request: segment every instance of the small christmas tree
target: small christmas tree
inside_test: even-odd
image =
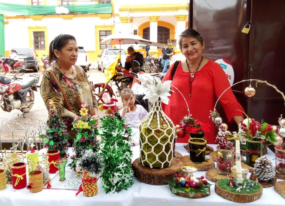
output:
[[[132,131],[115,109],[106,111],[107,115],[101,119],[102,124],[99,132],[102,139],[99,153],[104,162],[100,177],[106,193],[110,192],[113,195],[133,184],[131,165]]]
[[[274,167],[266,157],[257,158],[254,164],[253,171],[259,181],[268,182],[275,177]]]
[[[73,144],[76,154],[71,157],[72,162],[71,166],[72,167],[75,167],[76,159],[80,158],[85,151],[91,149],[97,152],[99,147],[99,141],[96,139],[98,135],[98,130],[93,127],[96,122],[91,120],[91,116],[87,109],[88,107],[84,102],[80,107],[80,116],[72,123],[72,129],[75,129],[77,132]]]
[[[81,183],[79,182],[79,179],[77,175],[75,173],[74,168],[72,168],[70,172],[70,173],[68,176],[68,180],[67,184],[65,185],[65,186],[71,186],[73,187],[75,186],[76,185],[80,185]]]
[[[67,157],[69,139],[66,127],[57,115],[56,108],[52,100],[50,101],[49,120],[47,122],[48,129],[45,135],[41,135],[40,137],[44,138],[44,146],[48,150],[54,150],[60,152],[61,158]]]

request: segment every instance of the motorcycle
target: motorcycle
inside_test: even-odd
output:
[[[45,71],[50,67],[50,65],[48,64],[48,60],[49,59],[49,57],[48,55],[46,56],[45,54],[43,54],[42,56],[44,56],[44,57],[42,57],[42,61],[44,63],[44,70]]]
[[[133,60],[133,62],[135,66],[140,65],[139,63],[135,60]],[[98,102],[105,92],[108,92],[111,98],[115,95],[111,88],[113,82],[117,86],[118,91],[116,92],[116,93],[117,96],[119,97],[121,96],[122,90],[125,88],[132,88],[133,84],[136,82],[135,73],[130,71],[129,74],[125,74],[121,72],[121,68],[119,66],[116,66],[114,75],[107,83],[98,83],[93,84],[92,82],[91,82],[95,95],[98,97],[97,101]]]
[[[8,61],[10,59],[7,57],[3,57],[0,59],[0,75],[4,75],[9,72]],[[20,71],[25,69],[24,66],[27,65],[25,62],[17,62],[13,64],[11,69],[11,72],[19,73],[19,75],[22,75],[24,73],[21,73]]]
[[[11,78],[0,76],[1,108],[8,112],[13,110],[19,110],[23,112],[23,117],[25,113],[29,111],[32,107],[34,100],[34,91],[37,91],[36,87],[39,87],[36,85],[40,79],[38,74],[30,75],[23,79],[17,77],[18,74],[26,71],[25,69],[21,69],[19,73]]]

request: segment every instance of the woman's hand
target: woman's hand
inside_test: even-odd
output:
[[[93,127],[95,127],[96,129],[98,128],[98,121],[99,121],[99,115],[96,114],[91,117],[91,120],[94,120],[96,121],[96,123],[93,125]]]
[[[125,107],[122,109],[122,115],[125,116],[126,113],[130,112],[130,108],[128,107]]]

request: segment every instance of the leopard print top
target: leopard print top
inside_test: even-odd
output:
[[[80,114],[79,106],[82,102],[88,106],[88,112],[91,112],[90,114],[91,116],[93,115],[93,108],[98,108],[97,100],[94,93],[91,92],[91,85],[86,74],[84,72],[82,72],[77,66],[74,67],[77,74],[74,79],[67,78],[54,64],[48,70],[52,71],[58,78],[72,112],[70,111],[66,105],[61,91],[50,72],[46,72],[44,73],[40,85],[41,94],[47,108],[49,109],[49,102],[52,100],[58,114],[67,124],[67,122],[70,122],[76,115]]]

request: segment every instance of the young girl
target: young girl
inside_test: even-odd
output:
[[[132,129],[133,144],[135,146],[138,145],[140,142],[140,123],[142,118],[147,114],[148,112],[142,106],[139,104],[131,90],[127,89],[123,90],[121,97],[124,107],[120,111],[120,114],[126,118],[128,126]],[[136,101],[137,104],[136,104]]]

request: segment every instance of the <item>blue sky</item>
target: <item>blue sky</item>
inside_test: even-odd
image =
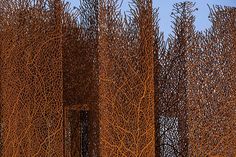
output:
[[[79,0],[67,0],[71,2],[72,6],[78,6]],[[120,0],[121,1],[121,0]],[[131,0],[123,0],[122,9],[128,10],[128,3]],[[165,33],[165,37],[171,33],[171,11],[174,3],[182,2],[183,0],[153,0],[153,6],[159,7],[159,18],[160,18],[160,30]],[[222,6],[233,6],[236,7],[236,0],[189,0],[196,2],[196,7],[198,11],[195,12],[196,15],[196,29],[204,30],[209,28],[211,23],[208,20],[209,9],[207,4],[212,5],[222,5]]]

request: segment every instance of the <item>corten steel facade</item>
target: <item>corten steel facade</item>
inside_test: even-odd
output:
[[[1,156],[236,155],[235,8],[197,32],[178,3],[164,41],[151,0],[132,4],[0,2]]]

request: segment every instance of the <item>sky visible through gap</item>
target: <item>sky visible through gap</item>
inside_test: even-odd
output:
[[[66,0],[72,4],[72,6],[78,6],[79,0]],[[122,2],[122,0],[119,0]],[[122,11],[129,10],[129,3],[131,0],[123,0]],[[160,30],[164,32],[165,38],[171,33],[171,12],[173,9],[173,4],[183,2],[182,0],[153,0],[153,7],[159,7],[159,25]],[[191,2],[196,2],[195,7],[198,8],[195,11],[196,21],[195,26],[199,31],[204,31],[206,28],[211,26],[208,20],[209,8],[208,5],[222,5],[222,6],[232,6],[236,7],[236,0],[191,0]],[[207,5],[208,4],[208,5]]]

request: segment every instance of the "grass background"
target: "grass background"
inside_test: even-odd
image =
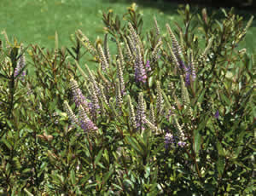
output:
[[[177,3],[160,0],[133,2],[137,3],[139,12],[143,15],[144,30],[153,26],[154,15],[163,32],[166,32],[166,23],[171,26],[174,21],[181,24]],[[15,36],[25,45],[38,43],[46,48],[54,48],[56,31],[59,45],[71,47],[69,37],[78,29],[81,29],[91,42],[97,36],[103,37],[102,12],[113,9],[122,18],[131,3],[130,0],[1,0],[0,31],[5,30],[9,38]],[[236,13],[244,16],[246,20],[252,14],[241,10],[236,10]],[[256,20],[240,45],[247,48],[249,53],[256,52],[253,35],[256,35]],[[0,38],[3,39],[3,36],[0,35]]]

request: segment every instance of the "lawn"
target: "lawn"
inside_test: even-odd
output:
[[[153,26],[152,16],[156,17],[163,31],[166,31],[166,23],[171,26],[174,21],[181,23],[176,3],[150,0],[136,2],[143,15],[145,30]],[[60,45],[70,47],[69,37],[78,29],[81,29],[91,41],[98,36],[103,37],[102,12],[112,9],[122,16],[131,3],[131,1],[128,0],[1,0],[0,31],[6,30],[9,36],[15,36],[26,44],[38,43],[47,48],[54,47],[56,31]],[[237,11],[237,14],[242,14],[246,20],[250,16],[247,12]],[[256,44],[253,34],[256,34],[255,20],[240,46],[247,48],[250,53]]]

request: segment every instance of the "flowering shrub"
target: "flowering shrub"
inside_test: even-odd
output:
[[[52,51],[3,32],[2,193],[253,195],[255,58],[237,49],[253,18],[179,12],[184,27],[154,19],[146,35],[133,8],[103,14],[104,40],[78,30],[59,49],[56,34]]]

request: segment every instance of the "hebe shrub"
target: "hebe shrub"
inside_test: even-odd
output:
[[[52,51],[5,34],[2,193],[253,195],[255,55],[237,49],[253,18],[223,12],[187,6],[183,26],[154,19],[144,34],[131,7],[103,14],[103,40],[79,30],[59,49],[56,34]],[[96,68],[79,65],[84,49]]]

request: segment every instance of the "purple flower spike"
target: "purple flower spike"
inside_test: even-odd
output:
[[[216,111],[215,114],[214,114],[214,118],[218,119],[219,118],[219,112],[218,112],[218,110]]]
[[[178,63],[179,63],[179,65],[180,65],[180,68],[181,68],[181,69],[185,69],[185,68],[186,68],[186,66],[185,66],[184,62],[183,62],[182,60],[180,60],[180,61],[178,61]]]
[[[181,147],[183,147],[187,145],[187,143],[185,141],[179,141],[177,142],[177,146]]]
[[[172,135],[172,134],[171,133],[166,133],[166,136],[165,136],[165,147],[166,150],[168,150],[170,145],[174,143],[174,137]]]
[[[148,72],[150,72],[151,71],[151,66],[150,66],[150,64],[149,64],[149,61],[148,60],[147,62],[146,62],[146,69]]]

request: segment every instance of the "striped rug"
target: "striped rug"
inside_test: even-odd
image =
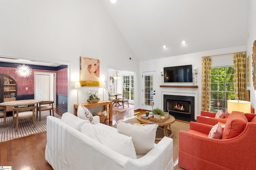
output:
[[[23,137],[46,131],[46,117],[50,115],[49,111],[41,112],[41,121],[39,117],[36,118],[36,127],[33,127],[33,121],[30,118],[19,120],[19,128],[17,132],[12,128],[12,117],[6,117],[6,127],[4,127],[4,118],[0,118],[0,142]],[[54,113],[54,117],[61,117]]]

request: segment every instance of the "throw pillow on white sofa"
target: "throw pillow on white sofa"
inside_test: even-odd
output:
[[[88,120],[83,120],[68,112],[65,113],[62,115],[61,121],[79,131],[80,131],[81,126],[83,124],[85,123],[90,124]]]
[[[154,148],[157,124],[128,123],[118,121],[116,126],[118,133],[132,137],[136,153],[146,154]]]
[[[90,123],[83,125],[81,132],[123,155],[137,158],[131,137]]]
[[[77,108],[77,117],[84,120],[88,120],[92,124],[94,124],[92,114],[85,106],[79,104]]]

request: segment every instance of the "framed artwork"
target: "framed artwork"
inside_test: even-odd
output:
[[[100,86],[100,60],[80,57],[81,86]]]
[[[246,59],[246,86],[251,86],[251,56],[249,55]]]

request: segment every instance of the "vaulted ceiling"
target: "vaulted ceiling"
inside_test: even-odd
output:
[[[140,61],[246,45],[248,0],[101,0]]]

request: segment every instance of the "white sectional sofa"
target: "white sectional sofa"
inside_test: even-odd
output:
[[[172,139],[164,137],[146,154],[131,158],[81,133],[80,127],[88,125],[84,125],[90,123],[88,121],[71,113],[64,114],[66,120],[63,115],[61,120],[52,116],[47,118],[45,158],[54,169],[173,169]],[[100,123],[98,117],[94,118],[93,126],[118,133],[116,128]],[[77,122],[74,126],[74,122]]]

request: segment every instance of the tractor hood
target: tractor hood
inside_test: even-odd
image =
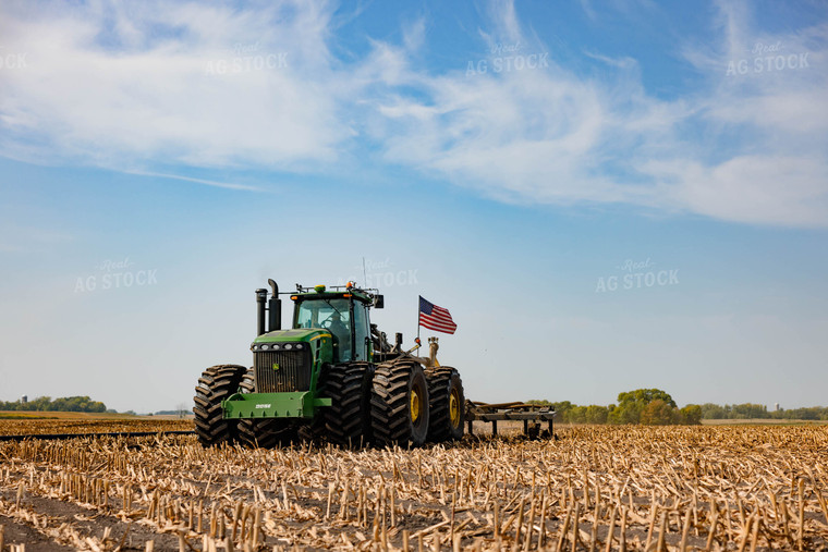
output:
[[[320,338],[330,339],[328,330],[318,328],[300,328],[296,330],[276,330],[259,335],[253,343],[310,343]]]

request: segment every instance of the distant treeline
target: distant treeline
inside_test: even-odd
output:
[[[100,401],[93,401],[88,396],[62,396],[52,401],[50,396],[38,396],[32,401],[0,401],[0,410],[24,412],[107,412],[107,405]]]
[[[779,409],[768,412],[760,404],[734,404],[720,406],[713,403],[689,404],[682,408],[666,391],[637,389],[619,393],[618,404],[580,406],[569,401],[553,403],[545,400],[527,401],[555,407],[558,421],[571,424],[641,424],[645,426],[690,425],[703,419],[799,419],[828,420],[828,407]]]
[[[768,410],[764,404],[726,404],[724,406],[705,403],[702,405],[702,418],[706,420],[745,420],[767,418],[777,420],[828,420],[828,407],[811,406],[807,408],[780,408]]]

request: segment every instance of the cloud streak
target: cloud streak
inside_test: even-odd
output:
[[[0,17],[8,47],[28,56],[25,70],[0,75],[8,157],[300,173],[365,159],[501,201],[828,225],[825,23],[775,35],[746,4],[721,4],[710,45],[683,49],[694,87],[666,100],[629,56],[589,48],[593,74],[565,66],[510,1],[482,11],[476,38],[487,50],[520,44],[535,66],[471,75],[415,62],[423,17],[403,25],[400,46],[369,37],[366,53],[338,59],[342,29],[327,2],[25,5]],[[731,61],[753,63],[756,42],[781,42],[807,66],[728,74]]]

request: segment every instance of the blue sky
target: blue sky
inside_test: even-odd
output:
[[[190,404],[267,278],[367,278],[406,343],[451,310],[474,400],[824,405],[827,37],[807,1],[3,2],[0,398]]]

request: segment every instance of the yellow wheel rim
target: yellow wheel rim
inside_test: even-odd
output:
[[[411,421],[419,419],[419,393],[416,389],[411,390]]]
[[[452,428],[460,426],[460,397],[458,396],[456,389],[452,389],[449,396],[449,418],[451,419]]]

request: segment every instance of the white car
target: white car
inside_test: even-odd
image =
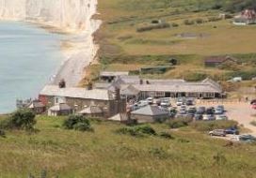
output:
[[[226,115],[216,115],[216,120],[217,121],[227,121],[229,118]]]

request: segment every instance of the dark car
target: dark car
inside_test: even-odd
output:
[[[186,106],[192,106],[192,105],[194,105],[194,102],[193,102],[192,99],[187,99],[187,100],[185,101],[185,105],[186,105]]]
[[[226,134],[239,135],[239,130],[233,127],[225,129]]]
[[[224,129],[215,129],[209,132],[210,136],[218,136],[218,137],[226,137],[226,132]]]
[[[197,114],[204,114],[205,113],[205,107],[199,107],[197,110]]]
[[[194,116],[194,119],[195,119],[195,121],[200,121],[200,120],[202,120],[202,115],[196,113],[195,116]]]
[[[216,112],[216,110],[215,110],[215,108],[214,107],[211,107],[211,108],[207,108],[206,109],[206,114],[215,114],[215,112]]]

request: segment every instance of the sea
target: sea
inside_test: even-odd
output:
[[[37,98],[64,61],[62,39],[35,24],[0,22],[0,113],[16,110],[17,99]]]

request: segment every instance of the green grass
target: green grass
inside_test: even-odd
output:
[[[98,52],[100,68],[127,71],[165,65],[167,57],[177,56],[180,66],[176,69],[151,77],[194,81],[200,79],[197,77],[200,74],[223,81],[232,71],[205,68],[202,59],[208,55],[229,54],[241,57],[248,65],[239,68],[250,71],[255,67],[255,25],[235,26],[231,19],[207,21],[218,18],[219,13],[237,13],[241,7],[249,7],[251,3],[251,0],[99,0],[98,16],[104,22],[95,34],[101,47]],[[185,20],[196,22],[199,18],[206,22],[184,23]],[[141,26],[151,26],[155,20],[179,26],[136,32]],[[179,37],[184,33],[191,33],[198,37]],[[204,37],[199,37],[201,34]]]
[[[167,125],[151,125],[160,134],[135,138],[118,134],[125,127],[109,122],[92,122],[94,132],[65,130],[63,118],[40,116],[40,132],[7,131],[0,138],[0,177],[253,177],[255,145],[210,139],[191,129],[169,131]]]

=======

Skip the pictures and write out exactly the lines from the line containing "request: segment every instance of the blue" through the end of the listing above.

request: segment every instance of the blue sky
target: blue sky
inside_test: even-odd
output:
[[[190,404],[267,278],[367,278],[406,343],[451,310],[474,400],[824,405],[827,37],[807,1],[3,2],[0,398]]]

request: segment every instance of the yellow wheel rim
target: yellow wheel rim
inside_test: even-odd
output:
[[[411,421],[419,419],[419,393],[416,389],[411,390]]]
[[[452,428],[460,426],[460,397],[458,396],[456,389],[452,389],[449,396],[449,418],[451,419]]]

request: segment every instance of the white car
target: white car
inside_test: even-odd
image =
output:
[[[226,115],[216,115],[216,120],[217,121],[227,121],[229,118]]]

request: segment every instance of the dark car
target: dark car
inside_test: even-odd
output:
[[[186,106],[192,106],[192,105],[194,105],[194,102],[193,102],[192,99],[187,99],[187,100],[185,101],[185,105],[186,105]]]
[[[226,134],[239,135],[239,130],[233,127],[225,129]]]
[[[224,129],[215,129],[209,132],[210,136],[218,136],[218,137],[226,137],[226,132]]]
[[[197,114],[204,114],[205,113],[205,107],[199,107],[197,110]]]
[[[194,116],[194,119],[195,119],[195,121],[200,121],[200,120],[202,120],[202,115],[196,113],[195,116]]]
[[[216,112],[216,110],[215,110],[215,108],[214,107],[211,107],[211,108],[207,108],[206,109],[206,114],[215,114],[215,112]]]

request: segment every instance of the sea
target: sea
inside_test: even-odd
output:
[[[37,98],[64,61],[62,39],[35,24],[0,22],[0,113],[16,110],[17,99]]]

request: segment every instance of the green grass
target: green grass
inside_test: even-odd
output:
[[[98,52],[100,68],[127,71],[165,65],[167,57],[177,56],[180,66],[176,69],[151,77],[194,81],[200,79],[197,77],[200,74],[223,81],[232,71],[205,68],[202,59],[208,55],[229,54],[241,57],[248,65],[239,68],[250,71],[255,67],[255,25],[235,26],[231,19],[207,21],[218,18],[219,13],[237,13],[241,7],[249,7],[251,3],[251,0],[99,0],[98,16],[104,22],[95,34],[101,47]],[[185,20],[196,22],[199,18],[206,22],[184,23]],[[141,26],[151,26],[155,20],[179,26],[136,32]],[[179,37],[184,33],[191,33],[198,37]],[[204,37],[199,37],[201,34]]]
[[[167,125],[151,125],[160,134],[135,138],[118,134],[125,127],[109,122],[92,122],[94,132],[65,130],[63,118],[40,116],[40,132],[7,131],[0,138],[0,177],[253,177],[255,145],[210,139],[191,129],[169,131]]]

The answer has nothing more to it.